Working data:
------

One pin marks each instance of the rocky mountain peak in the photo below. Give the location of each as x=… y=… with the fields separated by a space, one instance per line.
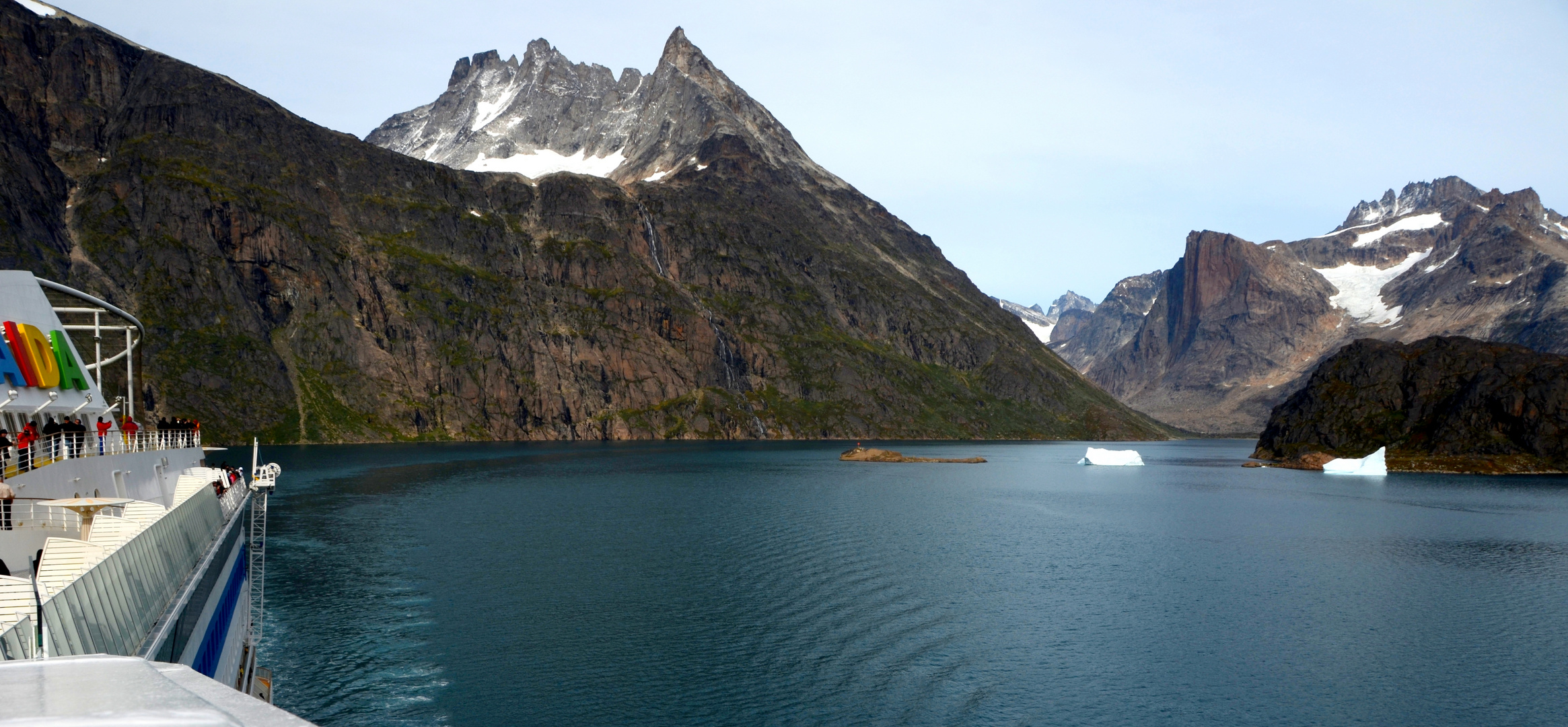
x=1415 y=198
x=1070 y=302
x=548 y=115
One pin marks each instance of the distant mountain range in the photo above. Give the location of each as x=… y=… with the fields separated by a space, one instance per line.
x=1233 y=328
x=1068 y=312
x=544 y=252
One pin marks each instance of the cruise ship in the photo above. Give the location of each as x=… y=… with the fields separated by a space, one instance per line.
x=131 y=567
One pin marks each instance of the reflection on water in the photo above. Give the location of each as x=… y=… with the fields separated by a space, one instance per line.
x=771 y=584
x=1536 y=560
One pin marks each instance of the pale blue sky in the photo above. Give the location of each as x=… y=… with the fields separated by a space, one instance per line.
x=1044 y=146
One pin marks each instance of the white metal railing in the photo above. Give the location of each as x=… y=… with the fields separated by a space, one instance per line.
x=16 y=642
x=27 y=514
x=74 y=446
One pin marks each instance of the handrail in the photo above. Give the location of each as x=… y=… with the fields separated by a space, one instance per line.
x=74 y=446
x=93 y=300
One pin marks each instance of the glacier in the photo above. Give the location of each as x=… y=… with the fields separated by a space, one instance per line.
x=1361 y=289
x=543 y=162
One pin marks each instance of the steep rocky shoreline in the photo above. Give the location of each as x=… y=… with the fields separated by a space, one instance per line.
x=311 y=287
x=1236 y=326
x=1438 y=405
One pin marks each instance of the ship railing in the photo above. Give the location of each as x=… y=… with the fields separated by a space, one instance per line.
x=113 y=605
x=76 y=446
x=27 y=514
x=17 y=639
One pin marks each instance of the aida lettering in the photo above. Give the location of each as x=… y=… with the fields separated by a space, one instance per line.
x=32 y=359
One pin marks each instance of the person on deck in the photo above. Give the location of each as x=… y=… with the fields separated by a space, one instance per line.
x=79 y=438
x=24 y=447
x=7 y=494
x=50 y=438
x=129 y=428
x=102 y=428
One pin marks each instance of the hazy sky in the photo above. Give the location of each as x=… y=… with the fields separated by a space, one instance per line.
x=1044 y=146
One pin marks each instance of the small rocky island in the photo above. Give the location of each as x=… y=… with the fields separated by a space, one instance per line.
x=869 y=455
x=1440 y=405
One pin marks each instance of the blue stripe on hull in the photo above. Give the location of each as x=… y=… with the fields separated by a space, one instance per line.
x=219 y=625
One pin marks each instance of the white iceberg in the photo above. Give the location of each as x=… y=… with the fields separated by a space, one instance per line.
x=1371 y=464
x=1114 y=458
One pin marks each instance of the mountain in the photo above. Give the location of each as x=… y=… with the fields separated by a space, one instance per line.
x=301 y=284
x=1234 y=326
x=1438 y=405
x=546 y=115
x=1044 y=322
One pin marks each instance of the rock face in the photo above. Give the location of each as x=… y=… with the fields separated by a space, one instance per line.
x=305 y=285
x=546 y=113
x=1115 y=322
x=1236 y=326
x=1441 y=403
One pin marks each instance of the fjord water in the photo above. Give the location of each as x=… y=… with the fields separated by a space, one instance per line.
x=771 y=584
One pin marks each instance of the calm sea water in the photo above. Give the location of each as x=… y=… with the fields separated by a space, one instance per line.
x=771 y=584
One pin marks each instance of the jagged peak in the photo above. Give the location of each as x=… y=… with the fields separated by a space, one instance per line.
x=1415 y=197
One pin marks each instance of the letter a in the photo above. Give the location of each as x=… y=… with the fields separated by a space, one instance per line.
x=71 y=375
x=24 y=361
x=40 y=355
x=10 y=367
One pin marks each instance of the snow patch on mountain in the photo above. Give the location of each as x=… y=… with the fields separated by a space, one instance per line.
x=1429 y=269
x=1043 y=333
x=1412 y=223
x=40 y=8
x=1361 y=289
x=544 y=162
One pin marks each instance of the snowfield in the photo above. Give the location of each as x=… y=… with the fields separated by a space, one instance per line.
x=1043 y=333
x=1412 y=223
x=1361 y=289
x=544 y=162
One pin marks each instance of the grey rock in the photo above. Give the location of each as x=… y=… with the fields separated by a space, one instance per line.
x=654 y=125
x=1114 y=322
x=1238 y=324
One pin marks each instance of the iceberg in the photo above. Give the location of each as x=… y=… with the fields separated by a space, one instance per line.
x=1115 y=458
x=1372 y=464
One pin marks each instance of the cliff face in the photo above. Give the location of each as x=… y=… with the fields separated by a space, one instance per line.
x=1441 y=403
x=306 y=285
x=1236 y=326
x=1230 y=317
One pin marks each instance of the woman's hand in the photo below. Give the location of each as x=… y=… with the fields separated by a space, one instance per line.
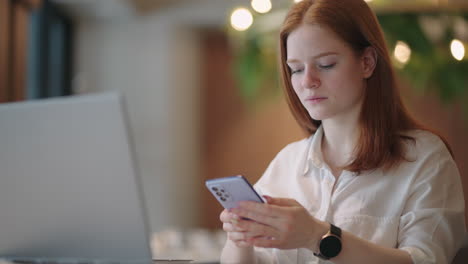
x=234 y=233
x=281 y=223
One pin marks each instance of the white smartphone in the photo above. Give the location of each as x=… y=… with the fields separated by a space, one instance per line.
x=231 y=190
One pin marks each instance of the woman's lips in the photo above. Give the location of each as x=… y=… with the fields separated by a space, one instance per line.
x=316 y=99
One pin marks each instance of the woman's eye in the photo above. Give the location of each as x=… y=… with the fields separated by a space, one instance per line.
x=326 y=66
x=293 y=71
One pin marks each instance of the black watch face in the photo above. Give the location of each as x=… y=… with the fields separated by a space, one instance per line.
x=330 y=246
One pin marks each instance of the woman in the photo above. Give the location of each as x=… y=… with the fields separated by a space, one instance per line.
x=370 y=185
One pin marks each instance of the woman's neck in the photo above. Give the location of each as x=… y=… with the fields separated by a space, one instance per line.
x=339 y=141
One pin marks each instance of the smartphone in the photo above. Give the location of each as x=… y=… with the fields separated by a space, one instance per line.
x=229 y=191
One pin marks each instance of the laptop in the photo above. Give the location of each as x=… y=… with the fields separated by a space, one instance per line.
x=69 y=192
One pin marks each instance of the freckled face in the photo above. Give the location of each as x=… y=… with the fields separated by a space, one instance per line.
x=326 y=74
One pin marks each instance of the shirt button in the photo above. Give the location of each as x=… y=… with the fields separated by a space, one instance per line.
x=317 y=163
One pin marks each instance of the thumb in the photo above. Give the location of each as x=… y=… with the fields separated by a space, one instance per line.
x=280 y=201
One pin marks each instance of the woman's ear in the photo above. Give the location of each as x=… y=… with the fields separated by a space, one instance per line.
x=369 y=61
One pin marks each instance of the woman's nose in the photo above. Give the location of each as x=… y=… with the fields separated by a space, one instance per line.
x=310 y=80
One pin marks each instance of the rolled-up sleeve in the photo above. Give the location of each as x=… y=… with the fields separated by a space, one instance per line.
x=432 y=225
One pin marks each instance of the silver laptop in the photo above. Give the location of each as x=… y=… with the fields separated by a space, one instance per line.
x=69 y=192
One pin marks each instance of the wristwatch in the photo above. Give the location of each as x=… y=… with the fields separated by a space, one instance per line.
x=330 y=244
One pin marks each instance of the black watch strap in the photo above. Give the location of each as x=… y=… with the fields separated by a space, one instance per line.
x=335 y=230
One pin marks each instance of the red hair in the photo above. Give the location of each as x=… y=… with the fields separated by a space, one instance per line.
x=383 y=116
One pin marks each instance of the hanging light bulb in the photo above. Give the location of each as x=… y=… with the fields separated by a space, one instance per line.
x=261 y=6
x=402 y=52
x=458 y=49
x=241 y=19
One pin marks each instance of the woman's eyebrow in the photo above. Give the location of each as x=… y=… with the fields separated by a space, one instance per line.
x=323 y=54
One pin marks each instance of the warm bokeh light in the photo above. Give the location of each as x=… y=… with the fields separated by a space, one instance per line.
x=261 y=6
x=402 y=52
x=458 y=49
x=241 y=19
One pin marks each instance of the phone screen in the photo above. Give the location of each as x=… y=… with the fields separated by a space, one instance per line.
x=229 y=191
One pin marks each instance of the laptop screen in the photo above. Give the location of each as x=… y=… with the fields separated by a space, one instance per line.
x=68 y=186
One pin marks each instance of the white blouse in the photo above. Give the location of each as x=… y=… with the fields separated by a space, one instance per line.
x=417 y=207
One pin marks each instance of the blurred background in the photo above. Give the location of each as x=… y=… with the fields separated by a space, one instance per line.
x=201 y=81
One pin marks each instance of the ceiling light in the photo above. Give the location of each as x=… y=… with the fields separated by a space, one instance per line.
x=458 y=49
x=241 y=19
x=261 y=6
x=402 y=52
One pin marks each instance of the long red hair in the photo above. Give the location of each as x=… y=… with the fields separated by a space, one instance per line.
x=383 y=117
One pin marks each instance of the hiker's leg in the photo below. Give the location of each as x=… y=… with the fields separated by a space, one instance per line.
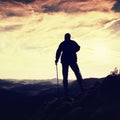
x=65 y=78
x=78 y=75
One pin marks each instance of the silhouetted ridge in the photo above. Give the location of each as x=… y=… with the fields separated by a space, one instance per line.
x=101 y=101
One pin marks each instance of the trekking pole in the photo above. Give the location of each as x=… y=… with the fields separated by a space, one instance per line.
x=57 y=80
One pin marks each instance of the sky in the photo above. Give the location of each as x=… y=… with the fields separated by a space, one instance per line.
x=31 y=30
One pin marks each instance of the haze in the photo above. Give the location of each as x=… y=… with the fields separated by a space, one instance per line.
x=30 y=32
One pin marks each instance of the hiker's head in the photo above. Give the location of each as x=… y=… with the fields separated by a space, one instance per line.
x=67 y=36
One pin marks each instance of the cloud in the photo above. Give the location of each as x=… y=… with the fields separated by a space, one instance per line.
x=10 y=28
x=23 y=1
x=21 y=7
x=116 y=6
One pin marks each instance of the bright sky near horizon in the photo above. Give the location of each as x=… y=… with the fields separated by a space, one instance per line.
x=31 y=30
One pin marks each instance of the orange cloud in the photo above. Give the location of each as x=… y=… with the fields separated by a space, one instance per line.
x=22 y=8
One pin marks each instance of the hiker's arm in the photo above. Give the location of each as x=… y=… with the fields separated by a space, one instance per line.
x=77 y=47
x=58 y=53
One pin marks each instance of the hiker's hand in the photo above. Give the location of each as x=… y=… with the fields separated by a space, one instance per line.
x=56 y=61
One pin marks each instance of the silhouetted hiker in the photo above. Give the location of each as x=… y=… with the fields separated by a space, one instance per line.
x=67 y=51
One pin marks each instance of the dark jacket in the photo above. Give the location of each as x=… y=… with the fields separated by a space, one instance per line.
x=67 y=50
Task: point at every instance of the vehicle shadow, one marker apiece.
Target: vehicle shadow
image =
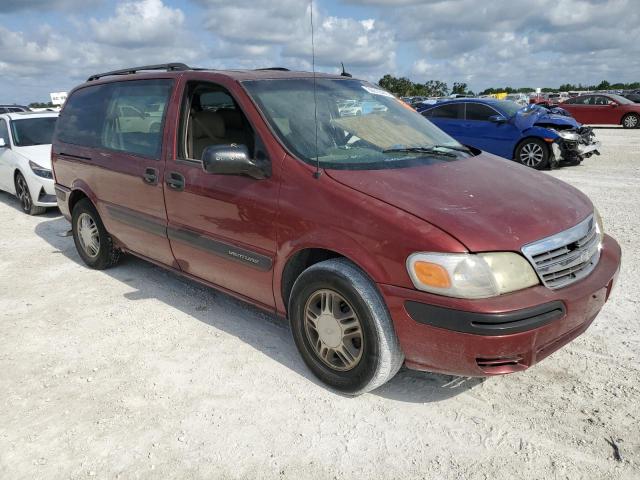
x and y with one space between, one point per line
264 331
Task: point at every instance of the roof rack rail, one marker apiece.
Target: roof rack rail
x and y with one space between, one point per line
279 69
169 67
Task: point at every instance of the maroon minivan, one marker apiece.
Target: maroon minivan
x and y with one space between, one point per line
383 240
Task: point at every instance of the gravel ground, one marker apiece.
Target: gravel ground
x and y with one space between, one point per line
137 373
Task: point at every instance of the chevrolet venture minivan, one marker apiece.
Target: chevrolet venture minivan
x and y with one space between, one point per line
383 240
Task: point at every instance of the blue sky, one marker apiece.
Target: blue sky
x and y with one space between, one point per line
52 45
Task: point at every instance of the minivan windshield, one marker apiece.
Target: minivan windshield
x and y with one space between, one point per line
359 125
32 131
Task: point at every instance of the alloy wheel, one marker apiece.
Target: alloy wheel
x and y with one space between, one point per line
333 330
631 121
531 154
88 235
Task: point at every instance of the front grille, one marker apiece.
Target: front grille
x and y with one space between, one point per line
569 256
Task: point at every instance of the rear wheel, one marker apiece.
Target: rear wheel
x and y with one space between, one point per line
533 153
631 121
93 242
24 196
342 327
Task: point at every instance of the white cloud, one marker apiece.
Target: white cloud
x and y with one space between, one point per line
139 23
502 42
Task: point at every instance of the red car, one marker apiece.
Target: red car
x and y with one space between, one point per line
382 239
604 109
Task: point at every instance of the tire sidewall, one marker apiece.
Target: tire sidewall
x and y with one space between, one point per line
28 192
545 153
100 260
351 381
637 117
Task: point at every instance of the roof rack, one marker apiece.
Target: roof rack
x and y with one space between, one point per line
279 69
169 67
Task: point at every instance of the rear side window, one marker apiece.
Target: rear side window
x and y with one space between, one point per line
451 110
122 116
477 111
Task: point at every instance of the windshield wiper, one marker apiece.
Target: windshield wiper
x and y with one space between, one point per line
431 149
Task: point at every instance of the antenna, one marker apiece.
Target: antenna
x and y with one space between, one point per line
317 173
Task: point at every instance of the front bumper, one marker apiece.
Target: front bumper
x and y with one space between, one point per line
463 337
42 190
574 151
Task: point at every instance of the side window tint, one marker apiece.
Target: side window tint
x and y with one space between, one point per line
477 111
210 116
135 115
451 110
4 131
82 118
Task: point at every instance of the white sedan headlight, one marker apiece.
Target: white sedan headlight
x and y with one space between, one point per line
468 275
599 224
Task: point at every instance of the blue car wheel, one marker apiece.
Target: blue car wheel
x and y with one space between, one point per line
533 153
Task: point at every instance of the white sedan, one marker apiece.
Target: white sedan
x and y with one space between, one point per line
25 159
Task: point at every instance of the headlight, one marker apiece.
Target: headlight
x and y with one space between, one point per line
467 275
569 135
599 224
40 171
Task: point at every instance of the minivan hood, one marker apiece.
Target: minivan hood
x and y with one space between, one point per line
524 120
485 202
40 154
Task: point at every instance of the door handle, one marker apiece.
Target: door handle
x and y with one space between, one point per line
150 176
175 181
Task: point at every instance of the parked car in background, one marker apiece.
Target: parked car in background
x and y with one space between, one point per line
634 97
382 239
530 135
521 99
604 109
13 108
25 159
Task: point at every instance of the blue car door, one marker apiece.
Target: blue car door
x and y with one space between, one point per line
448 117
499 138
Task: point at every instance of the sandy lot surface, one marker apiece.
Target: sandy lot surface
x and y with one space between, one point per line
137 373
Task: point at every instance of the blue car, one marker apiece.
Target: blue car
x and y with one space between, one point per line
531 135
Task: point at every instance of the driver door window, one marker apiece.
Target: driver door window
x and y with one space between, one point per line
479 112
210 116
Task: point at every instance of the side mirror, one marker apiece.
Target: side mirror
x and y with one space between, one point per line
497 119
231 160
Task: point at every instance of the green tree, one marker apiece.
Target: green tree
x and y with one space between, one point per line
459 88
436 88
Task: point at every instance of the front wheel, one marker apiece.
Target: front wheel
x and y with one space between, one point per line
93 242
24 196
533 153
631 121
342 327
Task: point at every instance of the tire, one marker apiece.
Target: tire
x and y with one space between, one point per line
533 153
357 364
24 196
631 121
93 242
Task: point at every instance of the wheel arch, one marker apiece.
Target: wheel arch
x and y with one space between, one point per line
627 114
525 139
301 259
80 190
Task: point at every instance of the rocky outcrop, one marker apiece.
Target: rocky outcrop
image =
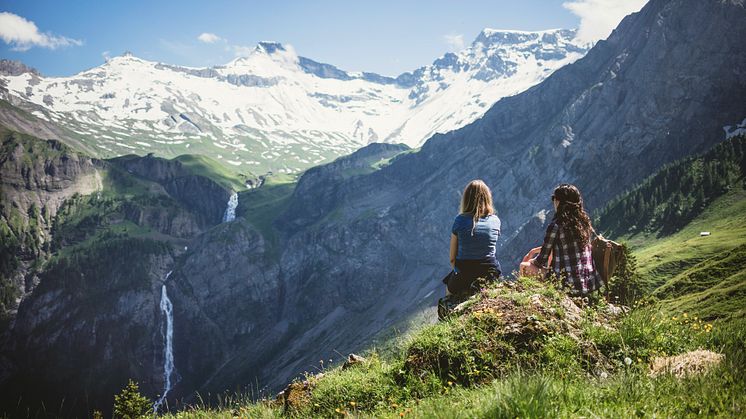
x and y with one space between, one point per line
203 196
37 177
662 86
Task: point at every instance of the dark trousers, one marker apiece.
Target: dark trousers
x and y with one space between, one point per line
469 273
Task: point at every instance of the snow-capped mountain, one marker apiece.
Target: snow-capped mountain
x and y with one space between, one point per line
275 110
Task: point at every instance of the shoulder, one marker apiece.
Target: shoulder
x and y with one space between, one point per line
553 227
461 221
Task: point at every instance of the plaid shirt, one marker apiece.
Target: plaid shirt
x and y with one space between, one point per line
570 261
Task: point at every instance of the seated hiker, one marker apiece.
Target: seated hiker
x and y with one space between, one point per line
568 239
473 238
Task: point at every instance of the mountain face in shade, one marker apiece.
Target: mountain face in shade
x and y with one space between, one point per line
362 243
273 110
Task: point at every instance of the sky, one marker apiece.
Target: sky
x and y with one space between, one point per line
388 37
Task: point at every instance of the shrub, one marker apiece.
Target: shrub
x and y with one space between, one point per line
130 404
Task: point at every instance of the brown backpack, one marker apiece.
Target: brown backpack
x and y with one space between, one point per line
607 255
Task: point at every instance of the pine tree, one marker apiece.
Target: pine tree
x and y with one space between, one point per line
625 286
130 404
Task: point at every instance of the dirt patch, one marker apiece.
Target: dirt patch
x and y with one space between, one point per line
686 364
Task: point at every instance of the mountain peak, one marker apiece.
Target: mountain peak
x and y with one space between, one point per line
490 36
270 47
15 68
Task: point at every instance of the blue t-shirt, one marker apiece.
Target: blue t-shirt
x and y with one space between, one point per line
480 244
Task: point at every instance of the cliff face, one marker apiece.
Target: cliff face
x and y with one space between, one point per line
363 242
37 177
86 248
662 86
201 195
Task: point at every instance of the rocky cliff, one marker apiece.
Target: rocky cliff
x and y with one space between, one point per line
662 86
362 243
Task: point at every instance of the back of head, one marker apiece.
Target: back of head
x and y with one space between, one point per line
477 199
570 213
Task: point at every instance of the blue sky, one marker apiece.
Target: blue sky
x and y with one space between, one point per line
387 37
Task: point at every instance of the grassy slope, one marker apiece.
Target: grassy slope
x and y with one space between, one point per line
706 275
702 276
261 206
211 168
465 368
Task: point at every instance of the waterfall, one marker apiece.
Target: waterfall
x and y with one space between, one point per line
168 344
230 210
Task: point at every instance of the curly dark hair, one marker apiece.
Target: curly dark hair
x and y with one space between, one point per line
570 213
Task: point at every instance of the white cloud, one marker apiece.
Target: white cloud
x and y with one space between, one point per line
22 34
209 38
455 42
599 17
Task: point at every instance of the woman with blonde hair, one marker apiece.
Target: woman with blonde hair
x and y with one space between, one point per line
474 237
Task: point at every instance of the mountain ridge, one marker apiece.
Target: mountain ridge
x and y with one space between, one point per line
274 110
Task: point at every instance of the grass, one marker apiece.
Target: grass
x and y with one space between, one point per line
552 365
261 206
205 166
705 276
660 259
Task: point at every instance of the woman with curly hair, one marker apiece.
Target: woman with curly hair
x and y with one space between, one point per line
568 240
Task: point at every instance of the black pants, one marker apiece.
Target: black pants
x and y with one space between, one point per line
470 272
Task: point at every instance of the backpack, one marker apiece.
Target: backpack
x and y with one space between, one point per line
607 255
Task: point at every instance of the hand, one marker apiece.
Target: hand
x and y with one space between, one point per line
529 269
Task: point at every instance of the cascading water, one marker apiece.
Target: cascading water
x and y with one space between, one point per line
168 344
230 210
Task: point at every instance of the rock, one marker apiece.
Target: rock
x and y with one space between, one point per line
296 394
353 360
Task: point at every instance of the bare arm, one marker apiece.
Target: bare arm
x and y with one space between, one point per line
542 259
454 249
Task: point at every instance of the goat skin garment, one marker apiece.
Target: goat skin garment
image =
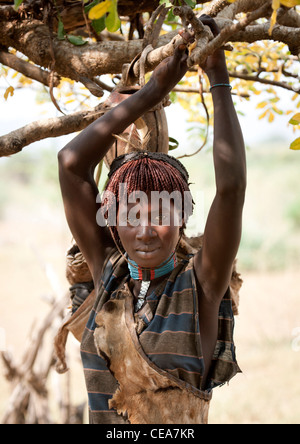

------

Task item: Reply with the count alone: how many lines of the records contain the string "curly"?

Answer space: 4